*SUPPLIED MATERIAL*:
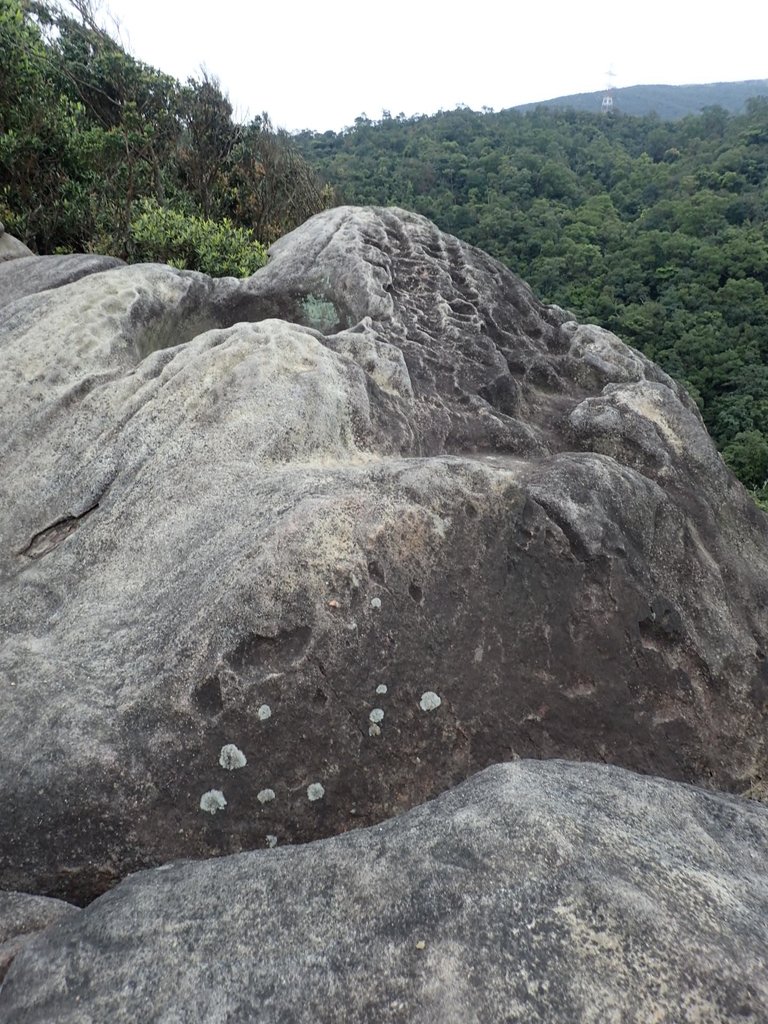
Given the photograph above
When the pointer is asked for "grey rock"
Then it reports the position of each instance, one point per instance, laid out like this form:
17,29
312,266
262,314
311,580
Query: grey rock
22,916
11,248
537,892
38,273
379,461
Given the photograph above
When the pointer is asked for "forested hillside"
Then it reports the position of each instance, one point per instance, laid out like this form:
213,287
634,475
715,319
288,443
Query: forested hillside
669,101
654,229
101,153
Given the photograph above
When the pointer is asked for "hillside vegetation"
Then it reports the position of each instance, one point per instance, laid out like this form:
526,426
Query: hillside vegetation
99,152
669,101
654,229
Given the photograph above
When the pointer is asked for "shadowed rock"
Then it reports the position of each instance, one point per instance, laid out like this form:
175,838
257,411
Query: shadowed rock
20,918
38,273
232,512
11,248
539,892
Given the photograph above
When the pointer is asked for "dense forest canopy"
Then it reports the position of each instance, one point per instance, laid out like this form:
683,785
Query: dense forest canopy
99,152
654,229
669,101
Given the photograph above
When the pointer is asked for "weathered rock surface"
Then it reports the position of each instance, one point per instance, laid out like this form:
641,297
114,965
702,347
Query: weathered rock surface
273,514
37,273
11,248
20,918
541,892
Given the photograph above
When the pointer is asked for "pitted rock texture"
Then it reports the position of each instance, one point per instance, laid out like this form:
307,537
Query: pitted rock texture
11,248
31,274
20,918
233,510
537,892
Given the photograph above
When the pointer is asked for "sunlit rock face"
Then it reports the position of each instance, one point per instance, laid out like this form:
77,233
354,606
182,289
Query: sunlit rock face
376,518
541,892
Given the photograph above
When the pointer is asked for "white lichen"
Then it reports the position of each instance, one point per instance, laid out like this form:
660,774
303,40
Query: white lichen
231,757
429,700
212,801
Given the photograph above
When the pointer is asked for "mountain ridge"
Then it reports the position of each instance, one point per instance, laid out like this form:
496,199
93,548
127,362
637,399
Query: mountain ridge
670,101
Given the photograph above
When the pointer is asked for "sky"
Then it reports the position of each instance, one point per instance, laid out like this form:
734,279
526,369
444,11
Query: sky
321,65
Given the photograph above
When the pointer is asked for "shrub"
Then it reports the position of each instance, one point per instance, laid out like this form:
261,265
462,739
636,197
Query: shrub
218,248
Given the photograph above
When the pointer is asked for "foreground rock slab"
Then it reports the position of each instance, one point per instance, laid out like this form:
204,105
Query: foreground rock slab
537,892
20,918
284,556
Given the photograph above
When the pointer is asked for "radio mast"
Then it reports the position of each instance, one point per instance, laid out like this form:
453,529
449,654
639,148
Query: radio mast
607,104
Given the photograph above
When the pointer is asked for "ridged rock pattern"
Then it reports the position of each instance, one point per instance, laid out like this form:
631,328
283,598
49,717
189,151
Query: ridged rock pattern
538,892
376,518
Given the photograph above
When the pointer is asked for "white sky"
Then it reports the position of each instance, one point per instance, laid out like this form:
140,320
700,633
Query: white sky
321,64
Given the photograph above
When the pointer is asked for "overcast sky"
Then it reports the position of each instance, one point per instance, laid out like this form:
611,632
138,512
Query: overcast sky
321,64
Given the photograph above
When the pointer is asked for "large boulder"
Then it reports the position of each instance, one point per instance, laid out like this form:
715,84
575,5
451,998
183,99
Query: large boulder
22,916
287,556
30,274
538,892
11,248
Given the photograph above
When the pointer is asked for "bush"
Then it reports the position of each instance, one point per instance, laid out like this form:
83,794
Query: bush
189,243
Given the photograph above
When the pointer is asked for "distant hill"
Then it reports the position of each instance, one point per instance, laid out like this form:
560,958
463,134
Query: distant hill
669,101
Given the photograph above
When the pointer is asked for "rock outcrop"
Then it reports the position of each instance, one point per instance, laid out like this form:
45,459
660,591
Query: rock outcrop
287,556
538,892
31,274
11,248
22,916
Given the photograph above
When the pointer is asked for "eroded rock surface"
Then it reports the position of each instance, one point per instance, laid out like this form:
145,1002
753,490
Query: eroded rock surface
31,274
537,892
232,512
20,918
11,248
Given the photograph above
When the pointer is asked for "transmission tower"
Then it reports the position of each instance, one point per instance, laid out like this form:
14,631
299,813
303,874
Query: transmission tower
607,104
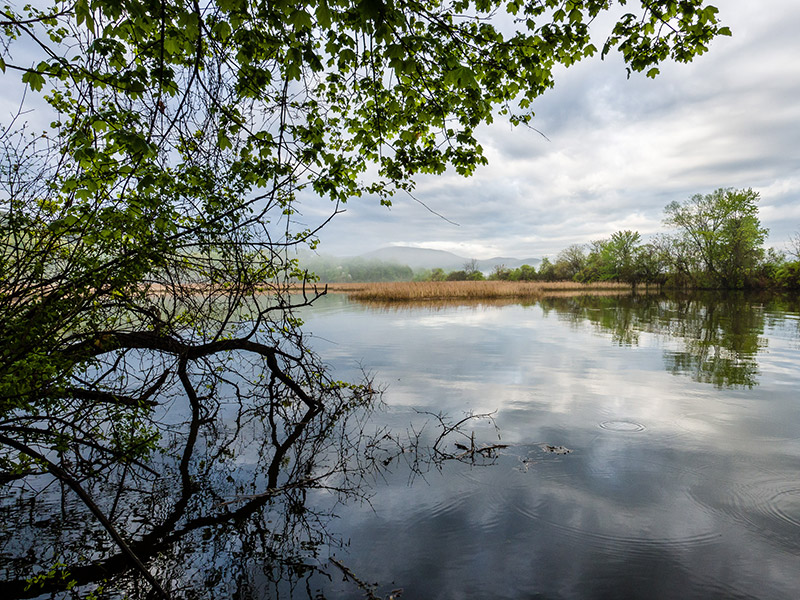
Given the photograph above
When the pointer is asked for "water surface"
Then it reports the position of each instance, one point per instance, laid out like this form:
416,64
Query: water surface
682,418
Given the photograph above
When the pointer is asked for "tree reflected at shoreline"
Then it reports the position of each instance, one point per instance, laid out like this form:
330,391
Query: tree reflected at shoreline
237,502
721,333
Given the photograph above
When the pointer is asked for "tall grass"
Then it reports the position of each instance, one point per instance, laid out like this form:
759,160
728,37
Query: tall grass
468,290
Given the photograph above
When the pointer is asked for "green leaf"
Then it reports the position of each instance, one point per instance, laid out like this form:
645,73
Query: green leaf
34,80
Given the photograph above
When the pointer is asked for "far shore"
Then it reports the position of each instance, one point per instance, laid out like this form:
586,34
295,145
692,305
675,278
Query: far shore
412,291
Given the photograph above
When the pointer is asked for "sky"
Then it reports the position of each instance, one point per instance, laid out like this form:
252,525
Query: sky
617,150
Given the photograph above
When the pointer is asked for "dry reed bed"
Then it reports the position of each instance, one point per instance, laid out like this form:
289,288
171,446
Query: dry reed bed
468,290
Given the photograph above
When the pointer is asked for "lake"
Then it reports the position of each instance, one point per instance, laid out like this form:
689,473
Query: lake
617,447
682,421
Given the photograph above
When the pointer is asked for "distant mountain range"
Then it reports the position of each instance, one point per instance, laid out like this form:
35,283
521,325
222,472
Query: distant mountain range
423,258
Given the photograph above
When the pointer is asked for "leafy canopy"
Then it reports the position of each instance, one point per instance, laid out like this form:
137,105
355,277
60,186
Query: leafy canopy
144,233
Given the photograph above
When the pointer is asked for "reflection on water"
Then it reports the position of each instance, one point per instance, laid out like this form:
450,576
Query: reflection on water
649,448
683,424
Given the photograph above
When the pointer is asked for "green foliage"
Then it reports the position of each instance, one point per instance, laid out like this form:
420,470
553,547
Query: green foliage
723,233
141,232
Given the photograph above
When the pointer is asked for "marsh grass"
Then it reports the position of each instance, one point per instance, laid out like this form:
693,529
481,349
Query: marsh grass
414,291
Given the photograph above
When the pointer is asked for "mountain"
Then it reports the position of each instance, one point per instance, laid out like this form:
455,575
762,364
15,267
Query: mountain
424,258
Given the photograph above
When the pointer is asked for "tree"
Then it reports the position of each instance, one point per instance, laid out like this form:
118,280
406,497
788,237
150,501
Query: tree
618,257
724,231
570,261
144,234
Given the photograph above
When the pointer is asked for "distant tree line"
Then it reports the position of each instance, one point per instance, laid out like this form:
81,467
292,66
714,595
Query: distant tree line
717,244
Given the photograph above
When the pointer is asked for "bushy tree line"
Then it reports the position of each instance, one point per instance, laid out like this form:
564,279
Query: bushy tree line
717,242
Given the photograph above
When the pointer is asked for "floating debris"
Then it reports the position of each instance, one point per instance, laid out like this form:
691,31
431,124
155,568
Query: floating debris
555,449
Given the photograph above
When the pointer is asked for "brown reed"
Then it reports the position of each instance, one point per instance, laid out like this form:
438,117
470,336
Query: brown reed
413,291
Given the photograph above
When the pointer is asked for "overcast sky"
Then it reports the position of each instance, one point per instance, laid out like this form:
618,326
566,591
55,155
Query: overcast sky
619,150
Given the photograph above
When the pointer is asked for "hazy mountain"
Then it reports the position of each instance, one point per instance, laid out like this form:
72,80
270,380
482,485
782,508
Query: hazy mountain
423,258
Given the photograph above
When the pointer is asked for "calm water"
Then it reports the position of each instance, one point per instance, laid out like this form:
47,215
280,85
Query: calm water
651,449
683,423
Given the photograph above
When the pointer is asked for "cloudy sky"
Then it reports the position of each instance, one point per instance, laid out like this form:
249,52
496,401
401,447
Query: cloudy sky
617,151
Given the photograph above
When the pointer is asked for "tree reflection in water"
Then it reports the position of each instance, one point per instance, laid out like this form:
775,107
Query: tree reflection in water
222,509
720,333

*WHAT NEEDS TO BE DONE*: Return each line of the listing above that contains the string "reflection".

*ANSWER*:
When the pointer is asked for "reflection on water"
Query: reflection on water
When the pointer is asked for "tree reflection in water"
Query: tree reflection in water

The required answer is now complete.